Your instructions :: Reproduce the records below line for line, changing nothing.
** start Material provided **
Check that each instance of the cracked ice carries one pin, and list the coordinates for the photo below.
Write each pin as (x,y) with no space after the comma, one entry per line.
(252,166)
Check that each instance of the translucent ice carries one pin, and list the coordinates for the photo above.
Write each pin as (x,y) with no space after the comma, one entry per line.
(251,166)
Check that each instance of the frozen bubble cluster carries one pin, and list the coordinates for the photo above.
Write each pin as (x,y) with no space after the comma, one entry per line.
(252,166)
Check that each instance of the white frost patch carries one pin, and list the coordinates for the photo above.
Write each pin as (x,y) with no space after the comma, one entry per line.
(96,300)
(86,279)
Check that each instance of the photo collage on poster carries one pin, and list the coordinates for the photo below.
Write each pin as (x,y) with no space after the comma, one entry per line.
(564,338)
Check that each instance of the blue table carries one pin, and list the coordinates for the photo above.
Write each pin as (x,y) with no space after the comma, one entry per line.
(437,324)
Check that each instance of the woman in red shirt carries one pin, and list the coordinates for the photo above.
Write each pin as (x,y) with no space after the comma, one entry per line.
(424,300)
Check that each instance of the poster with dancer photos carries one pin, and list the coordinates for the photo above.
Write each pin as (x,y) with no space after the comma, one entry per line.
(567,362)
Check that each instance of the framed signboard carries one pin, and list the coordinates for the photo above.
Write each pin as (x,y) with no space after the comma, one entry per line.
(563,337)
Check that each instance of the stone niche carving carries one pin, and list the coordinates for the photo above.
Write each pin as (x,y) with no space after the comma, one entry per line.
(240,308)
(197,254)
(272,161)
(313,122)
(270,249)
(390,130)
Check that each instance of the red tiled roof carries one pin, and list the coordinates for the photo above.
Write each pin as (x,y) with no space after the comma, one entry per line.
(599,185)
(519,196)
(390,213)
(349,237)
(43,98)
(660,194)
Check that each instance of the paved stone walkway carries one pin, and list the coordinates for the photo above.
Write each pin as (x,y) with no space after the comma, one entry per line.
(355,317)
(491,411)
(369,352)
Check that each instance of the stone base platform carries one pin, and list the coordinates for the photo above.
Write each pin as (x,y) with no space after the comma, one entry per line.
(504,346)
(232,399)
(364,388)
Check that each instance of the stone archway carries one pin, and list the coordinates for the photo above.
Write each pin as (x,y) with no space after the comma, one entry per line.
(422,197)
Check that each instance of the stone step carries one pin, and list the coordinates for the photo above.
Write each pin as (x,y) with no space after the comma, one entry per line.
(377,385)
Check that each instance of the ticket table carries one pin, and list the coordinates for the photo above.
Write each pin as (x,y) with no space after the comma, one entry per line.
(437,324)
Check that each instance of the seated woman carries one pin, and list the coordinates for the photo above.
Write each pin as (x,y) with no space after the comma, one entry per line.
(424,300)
** end Material provided **
Output below ::
Check that each instance of the cracked ice carries one pin, and list the coordinates for the photo below.
Write each pin as (x,y) with no space after the comma, one entry per line.
(252,166)
Check that each instance of the translucent ice carries one pin, and list the coordinates for the photo above.
Write each pin as (x,y) with no space after the comma, one entry per line.
(251,166)
Check that each instance of the frozen bubble cluster carries one pin, and list the coordinates for the photo above.
Write each pin as (x,y) with no space after the comma, one entry per line.
(252,166)
Check that each instance of the white frost patch carries one pin, and list the coordinates for the photo above.
Write each pin as (x,y) with no space after the comma, one entry per line.
(96,300)
(86,279)
Check that each instance of the photo collage on poster carries one pin, and list the coordinates for the photo below.
Write each pin as (x,y) with no space after the comma, one entry per line.
(564,338)
Check that each instance of the blue table carries one pin, and list the coordinates for the photo above.
Write each pin as (x,y) with no space after the comma, one entry per line.
(437,324)
Check that each instance of the woman in red shirt carries one pin, and list the coordinates for the photo above.
Write each pin as (x,y) with no space after the comma, one entry per line.
(424,300)
Check that each instance of the poster with dancer photos carries one pin, and list the coordinates for the photo above.
Write each pin as (x,y) with no space after the comma, one entry per line.
(567,362)
Check that each instance of the framed signboard carries one pin, and list the coordinates for the photo above.
Write each pin as (x,y) with no space after the comma, one entry per line.
(563,337)
Check that each instance of the stone niche carving carries one pin, and list the coordinates for the photo above.
Write each pin as (x,y) with no space after the comma, one entry per line.
(240,308)
(197,254)
(272,161)
(313,122)
(270,249)
(390,130)
Check that each instance of the red tiled roof carries one pin, and list the coordinates for the photo above.
Write each pin as (x,y) with no space after the comma, one entry per line.
(599,185)
(519,196)
(390,213)
(349,237)
(43,98)
(660,194)
Check that each instance of the paved stone walkway carries one pin, and list the coordinates for the photo above.
Write each pin as (x,y) with no space after the comma, one entry per line.
(355,317)
(491,411)
(369,352)
Check that each instance of the stone base platform carries one pin, and list the coordinates for the photo above.
Write each pin as (x,y) with no space after the comma, one entry per line.
(504,346)
(232,399)
(364,388)
Check that each instance of the stone archway carries one pin, and list the coordinates for the photo above.
Write each pin as (x,y) with no space after the comma, one entry per line.
(422,197)
Check that each instance of the stone step carries one pin, and list the coordinates for the photo above.
Write each pin as (x,y) with no space after the comma, one entry per line.
(377,385)
Check that each instance of the ticket table carries one pin, and list the coordinates for the photo above.
Write each pin as (x,y) with no space after the comma, one entry per line.
(437,324)
Check that each instance of the seated woman carries one pin, and list the coordinates for the photo above.
Write each pin as (x,y) with no space after the comma, one entry per line.
(424,300)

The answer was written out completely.